WORK TO COMPLETE.
Produce a perfect copy of the listing, matching each line.

DATASET EXTRACT.
________________________
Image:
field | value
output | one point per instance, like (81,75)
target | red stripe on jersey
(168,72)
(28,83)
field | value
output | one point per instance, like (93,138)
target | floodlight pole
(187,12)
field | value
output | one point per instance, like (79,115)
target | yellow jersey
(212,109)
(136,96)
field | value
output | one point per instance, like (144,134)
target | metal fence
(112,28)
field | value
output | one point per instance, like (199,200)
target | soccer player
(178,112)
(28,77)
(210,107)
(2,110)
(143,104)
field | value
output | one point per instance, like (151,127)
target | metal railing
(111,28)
________________________
ANSWER AREA.
Image:
field | value
output | one point per instance, like (81,75)
target | red stripe on jersey
(168,72)
(28,83)
field | value
output | one point per instance, like (93,138)
target | floodlight pole
(187,12)
field | value
output | one point per instance, like (79,115)
target | yellow jersey
(212,109)
(136,96)
field | value
output | one point per instance, like (144,134)
target | metal fence
(112,28)
field | value
output | one point per instance, like (199,200)
target | soccer player
(178,112)
(28,77)
(210,107)
(2,110)
(143,104)
field | value
output | one point per instance, like (151,127)
target | metal railing
(111,28)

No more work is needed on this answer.